═══ SOURCE MATERIAL ═══
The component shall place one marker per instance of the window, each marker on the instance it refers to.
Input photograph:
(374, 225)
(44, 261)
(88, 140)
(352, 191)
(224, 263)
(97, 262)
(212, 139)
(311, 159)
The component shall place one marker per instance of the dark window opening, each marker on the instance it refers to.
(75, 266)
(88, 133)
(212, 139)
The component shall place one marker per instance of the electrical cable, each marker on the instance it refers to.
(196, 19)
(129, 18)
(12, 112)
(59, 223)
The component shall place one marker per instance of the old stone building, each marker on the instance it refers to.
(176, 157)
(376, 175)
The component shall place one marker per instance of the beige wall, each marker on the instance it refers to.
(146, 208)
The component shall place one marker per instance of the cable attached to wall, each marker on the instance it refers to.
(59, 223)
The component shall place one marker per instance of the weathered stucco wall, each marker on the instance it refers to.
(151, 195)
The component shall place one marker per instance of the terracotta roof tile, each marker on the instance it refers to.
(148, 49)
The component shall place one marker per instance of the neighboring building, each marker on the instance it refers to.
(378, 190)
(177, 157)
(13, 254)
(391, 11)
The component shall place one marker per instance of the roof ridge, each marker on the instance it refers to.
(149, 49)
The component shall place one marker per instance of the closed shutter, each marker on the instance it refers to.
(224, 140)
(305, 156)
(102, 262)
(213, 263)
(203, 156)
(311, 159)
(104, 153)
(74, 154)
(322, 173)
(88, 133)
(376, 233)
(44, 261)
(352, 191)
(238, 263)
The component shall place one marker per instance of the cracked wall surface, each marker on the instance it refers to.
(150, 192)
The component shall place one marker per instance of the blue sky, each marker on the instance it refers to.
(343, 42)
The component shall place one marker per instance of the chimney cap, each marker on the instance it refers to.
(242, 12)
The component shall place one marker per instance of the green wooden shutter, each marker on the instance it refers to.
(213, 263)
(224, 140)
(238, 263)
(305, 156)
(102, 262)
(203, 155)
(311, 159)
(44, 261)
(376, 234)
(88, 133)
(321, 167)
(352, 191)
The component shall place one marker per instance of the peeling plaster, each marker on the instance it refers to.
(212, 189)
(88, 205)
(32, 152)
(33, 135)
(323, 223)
═══
Rewrite the listing from the line with "of the neighboring" up to and including its final line, switching "shutter" to "blind" and leaving everything else unchanged.

The component shall place one marker per instance of the neighboring building, each marker on the instance it refers to.
(378, 190)
(177, 157)
(13, 254)
(391, 11)
The component shall place one marker per instance of the roof ridge, each marker on the instance it refers to.
(149, 49)
The component shall place one marker per instance of the closed blind, each marker on the instance it refers to.
(224, 140)
(305, 156)
(102, 262)
(213, 263)
(203, 156)
(311, 159)
(104, 153)
(74, 154)
(322, 173)
(88, 133)
(376, 233)
(44, 261)
(352, 191)
(238, 263)
The component shall place one marker per instance of the cracked wall surface, each marker on the instance it refers to.
(150, 192)
The component shall place one marker per instance of the blue sky, each marker on the instance it refers to.
(343, 42)
The component shall place one marker per instance of the chimney cap, each marker on the instance it refers to.
(242, 12)
The component shall place one marker per instance of the green wooden blind, each marker on the instance it refers to.
(213, 263)
(224, 140)
(238, 263)
(305, 156)
(102, 262)
(203, 155)
(311, 159)
(44, 261)
(376, 234)
(88, 133)
(321, 167)
(352, 191)
The component shall place one marker per instance of the peeling plaster, each marker on the instance it refers to.
(212, 189)
(88, 205)
(32, 152)
(33, 135)
(323, 223)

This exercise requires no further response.